▶ WHAT IS ASKED: Turn the records below into a numbered list, one line per item, leaving out blank lines. Include every record.

Stored data:
-.-.-

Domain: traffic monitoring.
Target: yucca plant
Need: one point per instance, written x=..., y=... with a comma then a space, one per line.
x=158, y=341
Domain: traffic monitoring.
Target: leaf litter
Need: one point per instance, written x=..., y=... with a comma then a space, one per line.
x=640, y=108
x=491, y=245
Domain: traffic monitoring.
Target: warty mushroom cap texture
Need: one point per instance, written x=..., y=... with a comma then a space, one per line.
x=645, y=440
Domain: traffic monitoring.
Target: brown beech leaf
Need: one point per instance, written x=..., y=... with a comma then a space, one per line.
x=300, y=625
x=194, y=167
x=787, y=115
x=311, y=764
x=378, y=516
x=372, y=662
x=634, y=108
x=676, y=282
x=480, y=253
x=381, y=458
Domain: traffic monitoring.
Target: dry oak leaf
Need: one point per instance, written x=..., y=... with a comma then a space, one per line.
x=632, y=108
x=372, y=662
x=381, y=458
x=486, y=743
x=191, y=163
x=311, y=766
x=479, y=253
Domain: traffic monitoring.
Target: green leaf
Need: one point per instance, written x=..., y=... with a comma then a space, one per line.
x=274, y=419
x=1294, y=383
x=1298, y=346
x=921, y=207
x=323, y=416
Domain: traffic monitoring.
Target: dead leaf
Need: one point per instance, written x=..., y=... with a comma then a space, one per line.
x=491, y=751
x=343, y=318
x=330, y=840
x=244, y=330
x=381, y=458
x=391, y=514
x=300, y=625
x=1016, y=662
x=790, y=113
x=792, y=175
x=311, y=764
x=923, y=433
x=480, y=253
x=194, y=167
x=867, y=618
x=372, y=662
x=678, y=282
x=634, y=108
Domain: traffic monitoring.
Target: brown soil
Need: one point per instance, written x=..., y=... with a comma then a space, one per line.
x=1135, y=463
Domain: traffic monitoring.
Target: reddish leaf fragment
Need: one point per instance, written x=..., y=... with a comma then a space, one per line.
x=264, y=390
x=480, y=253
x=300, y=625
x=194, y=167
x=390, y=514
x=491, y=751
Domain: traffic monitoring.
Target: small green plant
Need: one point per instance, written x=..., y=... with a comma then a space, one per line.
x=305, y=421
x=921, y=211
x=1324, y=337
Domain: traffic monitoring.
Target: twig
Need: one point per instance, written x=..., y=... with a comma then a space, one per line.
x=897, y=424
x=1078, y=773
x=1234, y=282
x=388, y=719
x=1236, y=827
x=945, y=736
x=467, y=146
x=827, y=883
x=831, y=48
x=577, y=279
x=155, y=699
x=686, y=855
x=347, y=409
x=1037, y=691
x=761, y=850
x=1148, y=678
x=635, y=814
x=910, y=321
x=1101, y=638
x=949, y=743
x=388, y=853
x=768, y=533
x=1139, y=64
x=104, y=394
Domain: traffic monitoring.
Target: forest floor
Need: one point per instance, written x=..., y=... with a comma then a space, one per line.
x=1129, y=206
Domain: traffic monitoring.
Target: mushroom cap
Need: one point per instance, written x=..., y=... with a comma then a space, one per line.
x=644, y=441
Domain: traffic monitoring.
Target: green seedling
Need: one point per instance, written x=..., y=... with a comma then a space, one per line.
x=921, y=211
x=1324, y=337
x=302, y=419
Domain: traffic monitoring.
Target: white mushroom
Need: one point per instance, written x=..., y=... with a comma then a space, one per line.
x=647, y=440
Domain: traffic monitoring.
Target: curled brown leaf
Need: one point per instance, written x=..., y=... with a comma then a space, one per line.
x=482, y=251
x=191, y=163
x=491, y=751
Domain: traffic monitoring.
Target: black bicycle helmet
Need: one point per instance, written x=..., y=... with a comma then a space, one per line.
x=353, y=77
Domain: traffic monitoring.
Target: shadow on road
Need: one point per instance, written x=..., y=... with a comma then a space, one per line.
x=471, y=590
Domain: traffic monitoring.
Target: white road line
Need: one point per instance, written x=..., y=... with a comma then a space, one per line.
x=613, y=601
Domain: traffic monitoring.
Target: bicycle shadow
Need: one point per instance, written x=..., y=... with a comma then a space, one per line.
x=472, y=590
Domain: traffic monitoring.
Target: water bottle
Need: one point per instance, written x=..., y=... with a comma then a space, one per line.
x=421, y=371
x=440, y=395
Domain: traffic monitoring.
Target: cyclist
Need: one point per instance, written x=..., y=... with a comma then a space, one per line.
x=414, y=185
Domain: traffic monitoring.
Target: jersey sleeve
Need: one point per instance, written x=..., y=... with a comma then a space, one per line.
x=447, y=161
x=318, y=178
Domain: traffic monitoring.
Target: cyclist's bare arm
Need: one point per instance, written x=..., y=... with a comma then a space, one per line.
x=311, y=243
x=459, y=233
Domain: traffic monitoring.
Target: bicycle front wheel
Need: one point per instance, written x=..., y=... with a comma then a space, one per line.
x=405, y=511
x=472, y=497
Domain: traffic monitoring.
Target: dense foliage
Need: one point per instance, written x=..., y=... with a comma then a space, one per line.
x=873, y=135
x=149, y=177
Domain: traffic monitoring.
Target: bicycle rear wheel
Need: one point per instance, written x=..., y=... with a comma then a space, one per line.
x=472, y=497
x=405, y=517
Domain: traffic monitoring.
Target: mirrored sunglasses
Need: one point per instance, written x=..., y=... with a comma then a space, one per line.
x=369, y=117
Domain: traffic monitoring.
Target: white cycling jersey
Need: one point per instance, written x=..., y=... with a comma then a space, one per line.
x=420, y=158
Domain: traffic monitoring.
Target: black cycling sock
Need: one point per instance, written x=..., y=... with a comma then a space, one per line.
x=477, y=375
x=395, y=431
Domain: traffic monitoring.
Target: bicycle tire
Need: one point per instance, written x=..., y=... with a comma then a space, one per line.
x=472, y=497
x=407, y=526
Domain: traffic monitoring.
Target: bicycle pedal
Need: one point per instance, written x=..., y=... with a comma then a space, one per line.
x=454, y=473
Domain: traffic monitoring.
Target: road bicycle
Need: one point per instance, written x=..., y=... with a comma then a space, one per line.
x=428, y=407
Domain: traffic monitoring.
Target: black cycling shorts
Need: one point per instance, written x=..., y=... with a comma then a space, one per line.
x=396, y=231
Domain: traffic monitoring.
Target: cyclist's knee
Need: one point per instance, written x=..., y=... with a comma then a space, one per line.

-.-.-

▶ EXERCISE OUTPUT:
1. Domain: traffic monitoring.
2. Target: yucca plant
3. Need: one point per instance, written x=..., y=... with a comma then a space, one per line.
4. x=158, y=341
5. Domain: traffic monitoring.
6. Target: leaf litter
7. Need: one point per instance, written x=..., y=... with a comma then a space, one per line.
8. x=640, y=108
9. x=491, y=245
10. Domain: traffic monitoring.
11. Target: warty mushroom cap texture
12. Need: one point per instance, written x=..., y=... with a comma then a space, one per line.
13. x=645, y=440
14. Domain: traffic monitoring.
15. Target: brown beech leaf
16. Need: one point per instance, written x=..., y=... with a comma then a space, one per line.
17. x=300, y=625
18. x=194, y=167
19. x=787, y=115
20. x=311, y=764
21. x=378, y=516
22. x=372, y=662
23. x=634, y=108
24. x=676, y=282
25. x=480, y=253
26. x=381, y=458
27. Domain: traffic monitoring.
28. Target: dry oak leaf
29. Need: one point per instance, written x=..., y=... with a comma then a space, one per line.
30. x=632, y=108
31. x=372, y=662
32. x=381, y=458
33. x=486, y=743
34. x=191, y=163
35. x=311, y=766
36. x=479, y=253
37. Domain: traffic monitoring.
38. Target: green leaf
39. Need: one point per instance, written x=..., y=... with a comma then a space, one per line.
40. x=274, y=419
41. x=1294, y=383
42. x=1298, y=346
43. x=921, y=207
44. x=323, y=416
45. Domain: traffic monitoring.
46. Target: dead leaf
47. Need: one point per instance, written x=..., y=... with a comma then a space, one per line.
48. x=491, y=751
49. x=343, y=318
50. x=330, y=840
51. x=244, y=330
52. x=381, y=458
53. x=391, y=514
54. x=300, y=625
55. x=1016, y=662
56. x=790, y=113
57. x=792, y=175
58. x=311, y=764
59. x=923, y=433
60. x=480, y=253
61. x=194, y=167
62. x=867, y=618
63. x=372, y=662
64. x=678, y=282
65. x=634, y=108
66. Domain: traffic monitoring.
67. Target: brown soil
68. Need: one point per instance, written x=..., y=... with a comma then a space, one per line.
69. x=1135, y=463
70. Domain: traffic monitoring.
71. Target: reddish leaf fragment
72. Need: one point per instance, written x=..., y=... with a comma then a space, one per line.
73. x=264, y=390
74. x=480, y=253
75. x=300, y=625
76. x=194, y=167
77. x=390, y=514
78. x=491, y=751
79. Domain: traffic monitoring.
80. Target: small green plant
81. Need: one point per instance, written x=..., y=... with a comma then a space, one per line.
82. x=305, y=421
83. x=921, y=211
84. x=1324, y=337
85. Domain: traffic monitoring.
86. Target: twig
87. Need: one point per instance, written x=..., y=... with a comma then a space, one per line.
88. x=897, y=424
89. x=1078, y=773
90. x=1234, y=282
91. x=388, y=719
92. x=1236, y=827
93. x=945, y=736
94. x=467, y=146
95. x=827, y=883
96. x=831, y=48
97. x=577, y=279
98. x=155, y=699
99. x=686, y=855
100. x=347, y=409
101. x=1037, y=691
102. x=761, y=850
103. x=1148, y=678
104. x=635, y=814
105. x=910, y=321
106. x=1101, y=638
107. x=949, y=743
108. x=388, y=853
109. x=768, y=533
110. x=1139, y=64
111. x=104, y=394
112. Domain: traffic monitoring.
113. Target: forest floor
114. Need: one point per instance, written x=..., y=... with a comma then a space, one per line.
115. x=1129, y=206
116. Domain: traffic monitoring.
117. Target: mushroom cap
118. Need: one point per instance, written x=..., y=... with a comma then a space, one per line.
119. x=644, y=441
120. Domain: traffic monitoring.
121. Target: green seedling
122. Need: one point per instance, written x=..., y=... with a comma then a space, one per line.
123. x=921, y=211
124. x=1324, y=337
125. x=302, y=419
126. Domain: traffic monitoring.
127. Target: white mushroom
128. Need: one point per instance, written x=..., y=... with a comma then a space, one per line.
129. x=647, y=440
130. Domain: traffic monitoring.
131. Target: curled brown leaf
132. Need: one point per instance, written x=..., y=... with a comma then a space, one per line.
133. x=482, y=251
134. x=191, y=163
135. x=491, y=751
136. Domain: traffic monitoring.
137. Target: black bicycle helmet
138. Need: one point per instance, written x=..., y=... with a comma then a space, one per line.
139. x=353, y=77
140. Domain: traffic monitoring.
141. Target: shadow on road
142. Need: one point per instance, written x=..., y=... with a comma then a space, one per line.
143. x=471, y=590
144. Domain: traffic monitoring.
145. Target: white road line
146. Need: one point per instance, written x=..., y=... with a comma then a space, one per line.
147. x=613, y=601
148. Domain: traffic monitoring.
149. Target: bicycle shadow
150. Need: one point per instance, written x=..., y=... with a comma then a space, one per line.
151. x=472, y=590
152. Domain: traffic monitoring.
153. Target: water bottle
154. Need: one point per instance, written x=..., y=... with a comma then a space, one per line.
155. x=421, y=371
156. x=440, y=395
157. Domain: traffic monitoring.
158. Target: cyclist
159. Need: one point per instance, written x=..., y=... with a comma then a space, one per line.
160. x=414, y=185
161. Domain: traffic monitoring.
162. Target: jersey sleeve
163. Need: one point per instance, written x=..., y=... with a comma then a space, one per line.
164. x=447, y=161
165. x=318, y=178
166. Domain: traffic monitoring.
167. Target: cyclist's bare arm
168. Need: one point per instance, written x=..., y=... with a comma then a space, one per line.
169. x=311, y=243
170. x=459, y=233
171. Domain: traffic monitoring.
172. Target: bicycle front wheel
173. Need: one point per instance, written x=..., y=... with a comma then a space, one per line.
174. x=405, y=511
175. x=472, y=497
176. Domain: traffic monitoring.
177. Target: dense foliage
178. Need: one point per instance, written x=..., y=... with a comma then a space, one per line.
179. x=873, y=135
180. x=149, y=177
181. Domain: traffic monitoring.
182. Target: bicycle rear wheel
183. Need: one point per instance, written x=..., y=... with a comma then a space, one per line.
184. x=472, y=497
185. x=405, y=517
186. Domain: traffic monitoring.
187. Target: mirrored sunglasses
188. Need: one point per instance, written x=..., y=... with a comma then a space, one per line.
189. x=369, y=117
190. Domain: traffic monitoring.
191. Target: white cycling jersey
192. Need: one point per instance, written x=..., y=... with a comma then a space, one per line.
193. x=420, y=158
194. Domain: traffic monitoring.
195. Target: black cycling sock
196. Need: one point per instance, written x=..., y=... with a comma then a space, one per line.
197. x=477, y=375
198. x=395, y=431
199. Domain: traffic monitoring.
200. Target: bicycle tire
201. Need: one point per instance, written x=..., y=... with a comma then a space, one per line.
202. x=472, y=497
203. x=407, y=526
204. Domain: traffic monitoring.
205. Target: bicycle pedal
206. Need: one point per instance, written x=..., y=... with a comma then a space, one per line.
207. x=454, y=473
208. Domain: traffic monitoring.
209. Target: road bicycle
210. Need: one point per instance, written x=..., y=... with a comma then a space, one per line.
211. x=428, y=407
212. Domain: traffic monitoring.
213. Target: black cycling shorts
214. Need: one point per instance, written x=..., y=... with a comma then a space, one per line.
215. x=396, y=231
216. Domain: traffic monitoring.
217. Target: cyclist's knee
218. Need: one point per instance, written x=..., y=... with a comma then a space, one per line.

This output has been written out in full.